Task to complete:
Format the material below as a JSON list of strings, with each line as its own string and blank lines omitted.

Recorded information:

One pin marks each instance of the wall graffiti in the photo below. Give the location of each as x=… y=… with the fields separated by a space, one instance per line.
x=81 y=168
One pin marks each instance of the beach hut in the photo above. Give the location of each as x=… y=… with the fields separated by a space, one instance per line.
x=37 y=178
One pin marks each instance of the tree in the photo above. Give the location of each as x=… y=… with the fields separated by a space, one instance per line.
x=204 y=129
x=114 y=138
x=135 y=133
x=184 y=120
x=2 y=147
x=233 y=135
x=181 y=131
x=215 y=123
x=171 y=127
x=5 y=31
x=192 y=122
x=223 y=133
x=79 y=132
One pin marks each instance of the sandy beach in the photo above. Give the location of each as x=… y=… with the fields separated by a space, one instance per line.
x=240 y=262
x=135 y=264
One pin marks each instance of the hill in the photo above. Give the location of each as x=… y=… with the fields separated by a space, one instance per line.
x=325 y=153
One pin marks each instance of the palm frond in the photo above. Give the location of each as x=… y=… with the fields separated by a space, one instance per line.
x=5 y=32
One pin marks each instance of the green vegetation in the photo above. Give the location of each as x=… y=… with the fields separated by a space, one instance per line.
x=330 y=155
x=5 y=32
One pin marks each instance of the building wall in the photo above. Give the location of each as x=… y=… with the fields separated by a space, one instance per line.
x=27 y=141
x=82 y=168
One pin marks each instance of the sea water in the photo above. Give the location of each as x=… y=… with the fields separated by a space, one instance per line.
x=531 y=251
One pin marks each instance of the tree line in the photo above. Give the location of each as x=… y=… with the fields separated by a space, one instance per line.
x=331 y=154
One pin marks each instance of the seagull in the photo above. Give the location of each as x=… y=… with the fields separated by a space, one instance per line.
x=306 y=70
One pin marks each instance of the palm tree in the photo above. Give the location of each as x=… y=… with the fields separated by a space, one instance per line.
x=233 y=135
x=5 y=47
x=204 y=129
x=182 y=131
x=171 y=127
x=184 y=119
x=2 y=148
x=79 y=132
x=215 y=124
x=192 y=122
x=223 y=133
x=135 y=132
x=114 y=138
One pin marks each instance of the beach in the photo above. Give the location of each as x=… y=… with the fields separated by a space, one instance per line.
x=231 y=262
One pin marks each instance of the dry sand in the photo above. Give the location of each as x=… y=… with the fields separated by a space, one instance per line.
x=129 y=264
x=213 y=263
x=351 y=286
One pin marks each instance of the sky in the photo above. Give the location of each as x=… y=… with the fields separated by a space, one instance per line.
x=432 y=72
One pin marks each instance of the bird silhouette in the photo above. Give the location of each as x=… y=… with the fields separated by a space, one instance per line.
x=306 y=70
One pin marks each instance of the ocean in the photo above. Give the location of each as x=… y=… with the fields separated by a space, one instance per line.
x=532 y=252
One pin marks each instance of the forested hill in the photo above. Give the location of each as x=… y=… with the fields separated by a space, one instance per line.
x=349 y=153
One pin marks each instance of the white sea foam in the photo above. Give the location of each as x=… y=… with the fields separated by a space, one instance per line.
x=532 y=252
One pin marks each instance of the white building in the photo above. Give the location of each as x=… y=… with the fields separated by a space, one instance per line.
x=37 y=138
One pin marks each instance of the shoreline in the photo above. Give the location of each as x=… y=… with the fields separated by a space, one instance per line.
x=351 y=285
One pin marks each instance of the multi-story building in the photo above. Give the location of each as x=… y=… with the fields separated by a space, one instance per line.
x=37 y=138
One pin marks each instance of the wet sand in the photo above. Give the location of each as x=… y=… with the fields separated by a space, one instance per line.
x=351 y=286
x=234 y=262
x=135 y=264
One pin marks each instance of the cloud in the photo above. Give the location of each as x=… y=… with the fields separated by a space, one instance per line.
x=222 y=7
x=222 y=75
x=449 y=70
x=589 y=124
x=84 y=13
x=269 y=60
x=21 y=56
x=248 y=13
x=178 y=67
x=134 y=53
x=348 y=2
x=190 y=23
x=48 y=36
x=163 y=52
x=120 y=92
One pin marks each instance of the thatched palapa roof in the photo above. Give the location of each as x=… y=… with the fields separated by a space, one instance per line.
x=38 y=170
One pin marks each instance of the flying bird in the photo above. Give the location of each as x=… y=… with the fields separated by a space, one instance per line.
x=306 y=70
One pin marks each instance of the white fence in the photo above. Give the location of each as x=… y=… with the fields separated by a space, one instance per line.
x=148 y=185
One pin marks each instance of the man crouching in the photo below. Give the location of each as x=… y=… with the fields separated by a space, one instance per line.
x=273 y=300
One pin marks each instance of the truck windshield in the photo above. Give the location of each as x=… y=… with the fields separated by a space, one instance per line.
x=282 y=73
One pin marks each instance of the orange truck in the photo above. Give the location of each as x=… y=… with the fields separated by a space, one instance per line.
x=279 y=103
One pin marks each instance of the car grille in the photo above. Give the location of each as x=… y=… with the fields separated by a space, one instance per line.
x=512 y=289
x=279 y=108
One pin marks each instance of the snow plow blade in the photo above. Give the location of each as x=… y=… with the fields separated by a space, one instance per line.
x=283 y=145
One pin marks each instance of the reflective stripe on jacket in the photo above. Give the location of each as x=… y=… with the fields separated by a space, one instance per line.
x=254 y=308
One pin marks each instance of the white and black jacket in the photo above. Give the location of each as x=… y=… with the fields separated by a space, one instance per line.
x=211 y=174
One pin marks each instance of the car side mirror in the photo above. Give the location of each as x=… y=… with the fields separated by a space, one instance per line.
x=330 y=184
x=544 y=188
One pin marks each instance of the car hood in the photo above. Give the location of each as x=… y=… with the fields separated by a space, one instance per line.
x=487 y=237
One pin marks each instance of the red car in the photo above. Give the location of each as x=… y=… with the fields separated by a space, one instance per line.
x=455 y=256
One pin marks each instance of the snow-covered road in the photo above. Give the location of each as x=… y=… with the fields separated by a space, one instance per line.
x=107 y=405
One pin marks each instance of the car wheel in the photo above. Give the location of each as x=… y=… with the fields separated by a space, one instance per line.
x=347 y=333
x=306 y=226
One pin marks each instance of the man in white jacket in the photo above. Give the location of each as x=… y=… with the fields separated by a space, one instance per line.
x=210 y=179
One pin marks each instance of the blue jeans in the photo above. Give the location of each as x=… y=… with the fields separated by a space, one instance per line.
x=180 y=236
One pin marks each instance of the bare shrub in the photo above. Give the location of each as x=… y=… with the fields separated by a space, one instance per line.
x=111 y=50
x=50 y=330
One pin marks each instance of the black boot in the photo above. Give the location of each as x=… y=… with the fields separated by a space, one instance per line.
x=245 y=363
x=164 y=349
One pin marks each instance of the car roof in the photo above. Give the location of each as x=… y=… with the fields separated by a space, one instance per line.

Expected output:
[
  "One pin marks each instance of the wall graffiti in the photo below. Give the location of each as x=… y=… with the fields separated by a space, one instance per line.",
  "x=81 y=168",
  "One pin marks each instance of the beach hut in the photo above. Give the location of each as x=… y=… with the fields separated by a space, one instance per line.",
  "x=37 y=178",
  "One pin marks each instance of the tree in the photo above. Give the location of each as x=… y=… with the fields separated by a space, one instance per line.",
  "x=204 y=129",
  "x=114 y=138",
  "x=135 y=133",
  "x=184 y=120",
  "x=2 y=147",
  "x=233 y=135",
  "x=181 y=131",
  "x=215 y=123",
  "x=171 y=127",
  "x=5 y=31",
  "x=192 y=122",
  "x=223 y=133",
  "x=79 y=132",
  "One pin marks each instance of the sandy beach in the photo above. Give the location of each as x=… y=… with the fields separated by a space, one instance per line.",
  "x=240 y=262",
  "x=135 y=264",
  "One pin marks each instance of the hill in the photo above. Give the location of each as x=… y=… with the fields separated by a space, one instance per line.",
  "x=325 y=153",
  "One pin marks each instance of the palm frond in the photo above. Give the location of each as x=… y=… with the fields separated by a space, one instance per line.",
  "x=5 y=32",
  "One pin marks each instance of the green vegetation in the photo above. Give the location of each as x=… y=… with the fields separated by a space, one instance per line.",
  "x=330 y=155",
  "x=5 y=32",
  "One pin marks each instance of the building wall in the photo above. Give the location of each as x=… y=… with the fields separated by a space, one instance per line.",
  "x=27 y=141",
  "x=82 y=168",
  "One pin marks each instance of the sea water in the photo above. Give the location of each as x=… y=… with the fields separated by a space, one instance per line.",
  "x=531 y=251",
  "One pin marks each instance of the tree line in the photo above. Give the location of each as x=… y=… with the fields separated by a space, one instance per line.",
  "x=331 y=154",
  "One pin marks each instance of the seagull in the photo above. Give the location of each as x=… y=… with the fields separated by a space, one instance per line.",
  "x=306 y=70",
  "One pin marks each instance of the palm tree in the photo above. Give the location of each as x=… y=… with the fields separated by a space, one instance per line.",
  "x=233 y=135",
  "x=5 y=47",
  "x=204 y=129",
  "x=182 y=131",
  "x=171 y=127",
  "x=184 y=119",
  "x=2 y=148",
  "x=79 y=132",
  "x=215 y=124",
  "x=192 y=122",
  "x=223 y=133",
  "x=135 y=132",
  "x=114 y=138",
  "One pin marks each instance of the beach in the photo above. Give the location of each as x=… y=… with the fields separated by a space, one instance per line.",
  "x=231 y=262",
  "One pin marks each instance of the dry sand in the photo above. Give the location of each as x=… y=… with the fields separated by a space, one instance per line.",
  "x=129 y=264",
  "x=213 y=263",
  "x=351 y=286",
  "One pin marks each instance of the sky in the photo above. Give the location of each as x=… y=… with the fields separated by a space, one instance per line.",
  "x=432 y=72",
  "One pin marks each instance of the bird silhouette in the photo above. Give the location of each as x=… y=… with the fields separated by a space, one instance per line.",
  "x=306 y=70",
  "One pin marks each instance of the ocean in the photo above. Give the location of each as x=… y=… with the fields separated by a space, one instance per line.",
  "x=532 y=252",
  "One pin marks each instance of the forested hill in the photo above. Give the location of each as x=… y=… with the fields separated by a space, one instance per line.",
  "x=349 y=153",
  "One pin marks each instance of the white sea foam in the photo above. Give the location of each as x=… y=… with the fields separated by a space, one instance per line.",
  "x=532 y=252",
  "One pin marks each instance of the white building in the photo above. Give the location of each as x=… y=… with the fields separated by a space, one instance per line.",
  "x=37 y=138",
  "One pin marks each instance of the shoreline in the photo above. Give the location of each as x=… y=… with the fields separated by a space, one instance per line.",
  "x=351 y=285",
  "One pin marks each instance of the multi-story building in the photo above. Give the location of each as x=… y=… with the fields separated by a space, one instance per line.",
  "x=37 y=138",
  "One pin marks each instance of the wet sand in the photo above. Give the location of each as x=… y=… with the fields separated by a space, one instance per line.",
  "x=351 y=286",
  "x=234 y=262",
  "x=135 y=264",
  "One pin marks each instance of the cloud in the photo above. Give the location of each as x=… y=… with the fields separated by a space, one instance per line.",
  "x=222 y=7",
  "x=222 y=75",
  "x=449 y=70",
  "x=589 y=124",
  "x=84 y=13",
  "x=269 y=60",
  "x=21 y=56",
  "x=248 y=13",
  "x=178 y=67",
  "x=134 y=53",
  "x=348 y=2",
  "x=190 y=23",
  "x=48 y=36",
  "x=163 y=52",
  "x=120 y=92",
  "One pin marks each instance of the thatched palapa roof in the photo above. Give the location of each as x=… y=… with the fields separated by a space, one instance per line.",
  "x=38 y=170",
  "One pin marks each instance of the flying bird in the photo above. Give the location of each as x=… y=… with the fields separated by a space, one instance per line.",
  "x=306 y=70",
  "One pin marks each instance of the white fence in the photo above. Give the location of each as x=… y=… with the fields separated by a space, one instance per line.",
  "x=148 y=185",
  "One pin marks each instance of the man crouching in the photo below. Give the location of each as x=… y=… with the fields separated by a space, one instance per line.",
  "x=273 y=300",
  "One pin marks each instance of the truck windshield in the photo above. Give the location of each as x=… y=… with the fields separated by a space, one instance per line.",
  "x=282 y=73",
  "One pin marks each instance of the orange truck in the photo above. Give the location of each as x=… y=… with the fields separated by a space, one instance per line.",
  "x=279 y=103",
  "One pin marks each instance of the car grille in the photo above. Give the location of each as x=… y=… with the fields separated by a space, one instance per line.",
  "x=512 y=289",
  "x=279 y=108",
  "One pin marks each instance of the snow plow blade in the photo above. Give the location of each as x=… y=… with the fields separated by a space, one instance per line.",
  "x=283 y=145",
  "One pin marks each instance of the reflective stripe on jacket in the photo above. Give the location of each as x=… y=… with the fields separated by a space, one instance per line.",
  "x=254 y=308",
  "One pin marks each instance of the white and black jacket in the photo above. Give the location of each as x=… y=… with the fields separated by a space, one instance per line.",
  "x=211 y=174",
  "One pin marks each instance of the car side mirror in the photo above. Give the location of each as x=… y=… with the fields separated by a space, one instance per line.",
  "x=330 y=184",
  "x=544 y=188",
  "One pin marks each instance of the car hood in the photo above. Give the location of each as x=… y=… with the fields separated by a space, one instance per line.",
  "x=487 y=237",
  "One pin marks each instance of the red car in the photo above. Give the location of each as x=… y=… with the fields separated by a space, one instance per line.",
  "x=455 y=256",
  "One pin marks each instance of the snow-covered road in the photo above. Give the location of each as x=… y=… with the fields separated by a space, one instance per line.",
  "x=107 y=405",
  "One pin marks each instance of the car wheel in the photo above. Give the location of each as x=… y=… with the fields separated by a space, one instance per line.",
  "x=347 y=333",
  "x=306 y=226",
  "One pin marks each instance of the man in white jacket in the photo above. Give the location of each as x=… y=… with the fields separated by a space, one instance per line.",
  "x=210 y=179",
  "One pin marks each instance of the blue jeans in the photo above. Give the location of each as x=… y=… with the fields separated by a space, one instance per line.",
  "x=180 y=236",
  "One pin marks each instance of the bare shrub in the photo above. Give the location of each as x=… y=… with the fields separated by a space, one instance per line.",
  "x=111 y=50",
  "x=50 y=330",
  "One pin marks each instance of the black boot in the photo above. Give the location of each as x=… y=… with the fields separated by a space, one instance per line.",
  "x=245 y=363",
  "x=164 y=349",
  "One pin marks each instance of the car roof in the photo above. Give the location of each as x=… y=… with the fields separated by a space, one instance per line."
]